▶ [Work instruction 1]
Which counts of physicians does the blog post give? List every one.
▶ [Work instruction 2]
Write out the blog post from "Lectures have proven" to "DA, MS said...".
▶ [Work instruction 3]
In the blog post, what share of continuing-medical-education hours does the group least reliant on the Internet spend online?

━━ Page excerpt ━━

Sunday, July 10, 2005

In the past three years, physician Internet access has gone from 40% to nearly 100%. In 2002, 237,000 physicians were using online CME, now that number is over 500,000. That is over 70% of practicing US physicians. According to February 2005 MED AD NEWS:


Manhattan Research found a range of online continuing-medical-education use. The group with the least reliance on the Internet for continuing medical education comprises 161,000 physicians who use the Internet for an average of 3.8% of continuing-medical-education hours. About 112,000 physicians are moderate users who are online for 10.8% of their total continuing medical education. The electronic continuing-medical-education group most dependent on the online venue account for almost 40% of toal continuing-medical-education hours online. This group comprises 145,000 physicians.

Lectures have proven to be the least effective way of educating physicians, if the goal of education is to change practices.

1 Comments:

At 9:11 PM, Blogger Robert E. Sweeney, DA, MS said...

There are channels by which commercial companies can gain the confidence of physicians and the credible appreciation of their services and products. In my view, the use of academically-sponsored content is part of that key. While docs may use commercially sponsored CME to meet some arbitrary annual requirement, they have absolutely no confidence in or allegiance to that decision when it comes to patient care. However, if you give them content with a university seal of approval on it, then they will consider it to be credible.

━━━
━━ Supplied data ━━

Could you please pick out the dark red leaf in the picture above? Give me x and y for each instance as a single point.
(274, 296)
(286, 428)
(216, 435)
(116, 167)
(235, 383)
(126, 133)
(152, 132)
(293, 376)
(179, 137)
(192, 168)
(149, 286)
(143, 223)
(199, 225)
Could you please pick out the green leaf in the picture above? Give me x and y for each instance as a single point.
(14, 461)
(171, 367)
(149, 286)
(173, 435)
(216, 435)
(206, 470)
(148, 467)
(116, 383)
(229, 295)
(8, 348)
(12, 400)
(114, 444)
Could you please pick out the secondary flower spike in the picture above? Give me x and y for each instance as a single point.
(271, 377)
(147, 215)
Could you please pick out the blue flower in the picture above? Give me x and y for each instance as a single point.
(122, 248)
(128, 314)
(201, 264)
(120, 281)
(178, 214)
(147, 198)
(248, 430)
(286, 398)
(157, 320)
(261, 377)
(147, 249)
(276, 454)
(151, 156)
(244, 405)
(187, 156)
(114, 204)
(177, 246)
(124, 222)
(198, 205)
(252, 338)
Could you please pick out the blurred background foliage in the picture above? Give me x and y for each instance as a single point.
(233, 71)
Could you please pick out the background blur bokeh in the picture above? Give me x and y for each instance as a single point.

━━━

▶ [Response 1]
237,000; over 500,000; 161,000; 112,000; 145,000

▶ [Response 2]
Lectures have proven to be the least effective way of educating physicians, if the goal of education is to change practices.

1 Comments:

At 9:11 PM, Blogger Robert E. Sweeney, DA, MS said...

▶ [Response 3]
An average of 3.8%.